== TASK DESCRIPTION ==
Format every line of the material below as a numbered list, omitting blank lines and leaving out the pictures.

#### SUPPLIED MATERIAL ####

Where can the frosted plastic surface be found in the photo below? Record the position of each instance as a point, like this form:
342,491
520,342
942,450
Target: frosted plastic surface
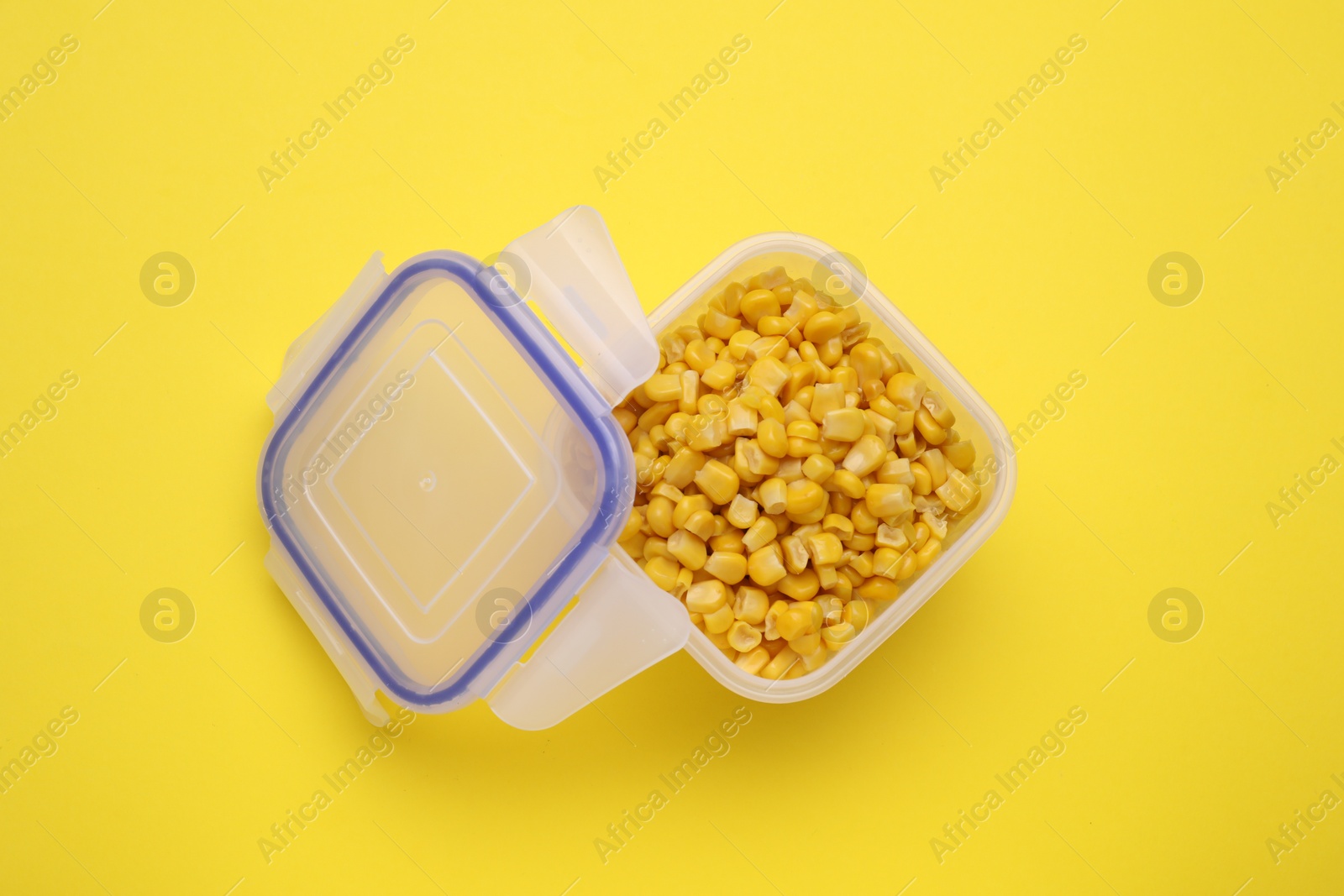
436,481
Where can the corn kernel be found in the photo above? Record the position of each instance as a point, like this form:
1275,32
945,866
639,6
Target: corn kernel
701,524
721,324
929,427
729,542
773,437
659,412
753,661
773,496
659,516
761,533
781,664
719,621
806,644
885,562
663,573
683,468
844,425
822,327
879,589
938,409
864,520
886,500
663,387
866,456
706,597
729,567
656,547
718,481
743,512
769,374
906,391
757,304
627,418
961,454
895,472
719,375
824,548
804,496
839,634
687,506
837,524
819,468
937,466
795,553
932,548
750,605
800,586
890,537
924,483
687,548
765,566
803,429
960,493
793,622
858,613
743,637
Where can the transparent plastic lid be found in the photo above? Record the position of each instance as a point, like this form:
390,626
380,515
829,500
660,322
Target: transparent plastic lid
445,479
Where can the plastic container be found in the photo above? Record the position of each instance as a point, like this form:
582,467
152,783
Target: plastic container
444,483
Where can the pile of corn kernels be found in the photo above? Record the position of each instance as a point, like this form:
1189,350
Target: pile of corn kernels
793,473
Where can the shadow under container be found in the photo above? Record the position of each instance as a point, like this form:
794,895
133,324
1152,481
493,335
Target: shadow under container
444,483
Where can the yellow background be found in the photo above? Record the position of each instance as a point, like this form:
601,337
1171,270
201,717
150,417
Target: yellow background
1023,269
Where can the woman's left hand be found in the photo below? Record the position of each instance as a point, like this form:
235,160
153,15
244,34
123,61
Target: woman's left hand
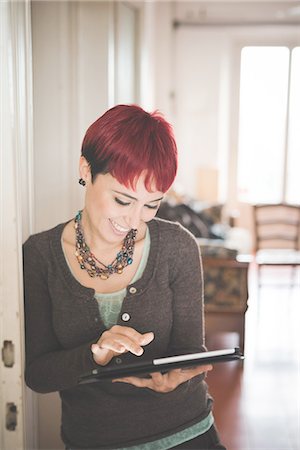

####

== REPLY ==
1. Where can the frosted plastic surface be found in the photo below? Record the position of each instance as a point, like this form:
2. 342,491
3. 520,342
4. 942,450
5. Target: frosted plastic surface
6. 436,481
7. Where can the corn kernel be found in the photo above? Record the position of each instance as a point, like this form:
8. 1275,32
9. 945,866
10. 639,6
11. Target: corn kernel
12. 701,524
13. 721,324
14. 929,427
15. 729,542
16. 773,437
17. 659,412
18. 753,661
19. 773,496
20. 659,516
21. 761,533
22. 781,664
23. 719,621
24. 806,644
25. 885,562
26. 663,573
27. 683,468
28. 844,425
29. 822,327
30. 879,589
31. 938,409
32. 864,520
33. 886,500
34. 663,387
35. 866,456
36. 706,597
37. 729,567
38. 656,547
39. 718,481
40. 743,512
41. 769,374
42. 906,391
43. 757,304
44. 627,418
45. 961,454
46. 895,472
47. 719,375
48. 824,548
49. 804,496
50. 839,634
51. 687,506
52. 837,524
53. 819,468
54. 937,466
55. 795,553
56. 932,548
57. 750,605
58. 800,586
59. 890,537
60. 924,483
61. 687,548
62. 765,566
63. 803,429
64. 960,493
65. 793,622
66. 858,613
67. 743,637
68. Where can the transparent plastic lid be found in the photo above? Record the position of each instance as a point, like this form:
69. 390,626
70. 380,515
71. 829,500
72. 660,322
73. Target: transparent plastic lid
74. 445,479
75. Where can the plastic container be found in the photo above? Record the position of each instance as a point, like this form:
76. 582,467
77. 152,783
78. Target: plastic container
79. 444,483
80. Where can the pile of corn kernels be found in the photo above? Record the position of each instance as a point, like this form:
81. 1189,350
82. Target: pile of corn kernels
83. 793,473
84. Where can the shadow under container be found in the photo above? Record the position of each instance as a point, like this form:
85. 794,895
86. 133,324
87. 1152,481
88. 493,335
89. Target: shadow under container
90. 444,483
91. Where can the yellow background be found in the photo above? Record the position of each instance as a point, like this form:
92. 601,337
93. 1171,270
94. 201,717
95. 150,417
96. Target: yellow background
97. 1023,269
98. Where can the woman's left hand be found in the photo below? Record the position of each instance as a point, like this form:
99. 235,160
100. 153,15
101. 244,34
102. 123,61
103. Target: woman's left hand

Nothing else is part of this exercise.